═════ TEXTE FOURNI ═════
Le rapport sur « La modernisation de la réparation des accidents du travail et des maladies professionnelles » a été élaboré dans le cadre d’un groupe de travail rassemblant les partenaires sociaux, les représentants des usagers, les caisses et les administrations concernées. Il propose des évolutions concernant :

  • La réparation des accidents et maladies professionnelles, de façon à éviter de distorsions préjudiciables avec les autres modes d’indemnisation des causes de handicap.
  • L’harmonisation des bases de calcul des indemnités journalières avec celles relatives à la maladie et à la maternité.
  • La mise en place d’un système de reconnaissance des maladies professionnelles complémentaire de celui des tableaux.

Seule ces dernières ont fait l’objet de disposition législatives rapides, mais les deux autres questions restent d’une actualité renouvelée.

 

Bien qu’elle ait un caractère fondateur pour la protection sociale, en France comme dans nombre de pays européens, la législation relative à la réparation des accidents du travail et maladies professionnelles a fait l’objet de peu de travaux de l’Igas. La publication en 1991 du rapport du groupe de travail présidé par Georges Dorion  constitue ainsi une contribution importante à la connaissance et à la compréhension de cette législation et de son application.

Par lettre de mission en date du 1er juin 1990, que le ministre de la solidarité, de la santé et de la protection sociale de l’époque, Claude Evin, confiait à Georges Dorion, inspecteur général des affaires sociales une mission de concertation et de proposition sur les évolutions nécessaires de la branche « accident du travail et maladies professionnelles », pour laquelle Michel Lucas a désigné Daniel Lenoir comme rapporteur.

En fait la lettre de mission visait, non à « embrasser tous les aspects » de cette législation, mais à traiter trois questions que l’actualité, pour des raisons de nature différente, mises en avant, ce qui conduisait néanmoins à revenir sur les fondamentaux de ces dispositions :

  • La première question portait sur les fondements de la réparation effectuée par la branche ATMP, réparation qualifiée de forfaitaire du fait de la responsabilité sans faute de l’employeur, et donc réputée moins avantageuse ou, du moins, moins adaptée que la réparation intégrale résultant des évolutions jurisprudentielles.
═════ DONNÉES FOURNIES ═════
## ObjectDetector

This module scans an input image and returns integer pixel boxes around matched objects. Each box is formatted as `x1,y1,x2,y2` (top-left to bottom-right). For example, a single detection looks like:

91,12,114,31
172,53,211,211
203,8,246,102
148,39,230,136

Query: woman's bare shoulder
═════
--- CONSIGNE 1 ---
Restituez le passage du texte fourni qui commence aux mots "Bien qu’elle ait" et s'arrête après les mots "Lenoir comme rapporteur.".
--- CONSIGNE 2 ---
D'après le texte fourni, répondez brièvement :
(a) En quelle année le rapport du groupe de travail présidé par Georges Dorion a-t-il été publié ?
(b) De quand date la lettre de mission adressée à Georges Dorion ?
(c) Qui a été désigné comme rapporteur ?
Les enregistrements n'ont ici aucun rôle.

--- RÉSULTAT ATTENDU 1 ---
Bien qu’elle ait un caractère fondateur pour la protection sociale, en France comme dans nombre de pays européens, la législation relative à la réparation des accidents du travail et maladies professionnelles a fait l’objet de peu de travaux de l’Igas. La publication en 1991 du rapport du groupe de travail présidé par Georges Dorion  constitue ainsi une contribution importante à la connaissance et à la compréhension de cette législation et de son application.

Par lettre de mission en date du 1er juin 1990, que le ministre de la solidarité, de la santé et de la protection sociale de l’époque, Claude Evin, confiait à Georges Dorion, inspecteur général des affaires sociales une mission de concertation et de proposition sur les évolutions nécessaires de la branche « accident du travail et maladies professionnelles », pour laquelle Michel Lucas a désigné Daniel Lenoir comme rapporteur.

--- RÉSULTAT ATTENDU 2 ---
(a) En 1991.
(b) Du 1er juin 1990.
(c) Daniel Lenoir.